*TEXTAUSZUG*:
+ + + + + + +
Die Veranstaltung wurde von einem Bündnis aus Bürgern, Politik, Kirchen, Gewerkschaften und Unternehmerverbänden getragen und setzte sich für ein „offenes und vielfältiges Kandel“ ein. Zudem wollte man damit auch den wiederholten Demonstrationen des „Frauenbündnisses Kandel“ und von „Kandel ist überall“ entgegentreten.

Als sich ein Zug von Demonstranten langsam in Richtung Bahnhofstraße in Gang setzte, reihten sich Gebhardt und einige andere mit ein, unter anderem auch Hilde Stolz, eine Gemeinderätin aus der Gegend um Heidelberg. “Ich wollte nur sehen: Wer sind wir, wer sind die anderen, wie viele sind es, welche Leute sind dort dabei“, erklärt Gebhardt.

Dann überschlugen sich die Ereignisse. Eine Gruppe von etwa 200 Personen aus dem antifaschistischen Spektrum schloss in schnellem Tempo von hinten auf. „Es kam eine ganz Meute angerannt“, so Gebhardt.

Die Polizei machte vorne in Höhe des Hotels „Zum Rössel“ und hinten nach der Abzweigung Hans-Thoma-Straße dicht. In dem Block steckten auch Gebhardt und Hilde Stolz mit ihrem Mann fest.

Einige Personen warfen Böller in Richtung Polizei. Die Polizei sprach von einem Angriff auf ihre Beamten mit teils „unterarmlangen Sprengsätzen“, Antifa-Sprecher von harmlosen Böller-Würfen über die Polizeiabsperrung hinweg. Laut Anitfa habe die Polizei bereits vor den Böllerwürfen „geknüppelt und gesprayt“.

Einige wenige aus der Antifa-Gruppe hätten sich aggressiv verhalten, sagt Gebhardt, die meisten jedoch nicht. Er selbst klemmte zwischen den Demonstranten und der Polizeikette: „Plötzlich hieß es seitens der Polizei: „Stöcke! Und die Tränengasflasche hatte ich genau vor meinem Gesicht.“

Gebhardt wollte raus aus dem Kessel, sprach mit den Polizeibeamten, zeigte seinen Personalausweis und versuchte anhand seines Handy, seine Identität klarzustellen – vergeblich, niemand wurde durchgelassen. „Wir sind abgestempelt worden als radikaler Teil des Ganzen, waren plötzlich alle eins“, sagt Gebhardt.
+ + + + + + +
*AUSGANGSMATERIAL*:
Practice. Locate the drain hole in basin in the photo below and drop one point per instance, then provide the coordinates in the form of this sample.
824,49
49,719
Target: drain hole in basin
+ + + + + + +
*AUFGABENSTELLUNG*:
A: Wie viele Personen umfasste laut dem Text über die Demonstration in Kandel die Gruppe aus dem antifaschistischen Spektrum, die von hinten aufschloss?
B: Warum reihte sich Gebhardt laut dem Text über die Demonstration in Kandel in den Zug der Demonstranten ein? Erkläre es in ein bis drei Sätzen.
C: Schreibe den Text über die Demonstration in Kandel im Anschluss an seinen letzten Satz weiter.
Das Material stammt aus einer anderen Quelle als der Text über die Demonstration in Kandel.

*LÖSUNGEN IM EINZELNEN*:
A: Etwa 200 Personen.

B: Er wollte sehen, wer zu seiner eigenen Seite und wer zur anderen Seite gehörte. Außerdem wollte er wissen, wie viele es waren und welche Leute dabei waren.

C:
Eine weitere Frau, die ebenfalls nicht herausgelassen wurde, habe geweint, sei „fix und fertig“ gewesen. Er selbst hatte den Eindruck: „Eine Regung und du hast den Schlagstock oder Tränengas im Gesicht.“

Der Pfalz-Express hatte auf einer Pressekonferenz im Polizeipräsidium Rheinpfalz [3] in Ludwigshafen auch speziell zu diesem Vorgehen nachgefragt. Es sei inmitten der Situation nicht sofort feststellbar, wer Straftäter sei und wer nicht, hatte Polizeidirektor Martin Kuntze erklärt.

Im Fall der eingeschlossenen Bürger habe man versucht, unbeteiligte Personen zu separieren. Das sei jedoch nicht immer zu 100 Prozent möglich gewesen, denn circa 40 Personen aus dem Block des linken Spektrums hätten eine hohe Gewaltbereitschaft gezeigt, so Kuntze.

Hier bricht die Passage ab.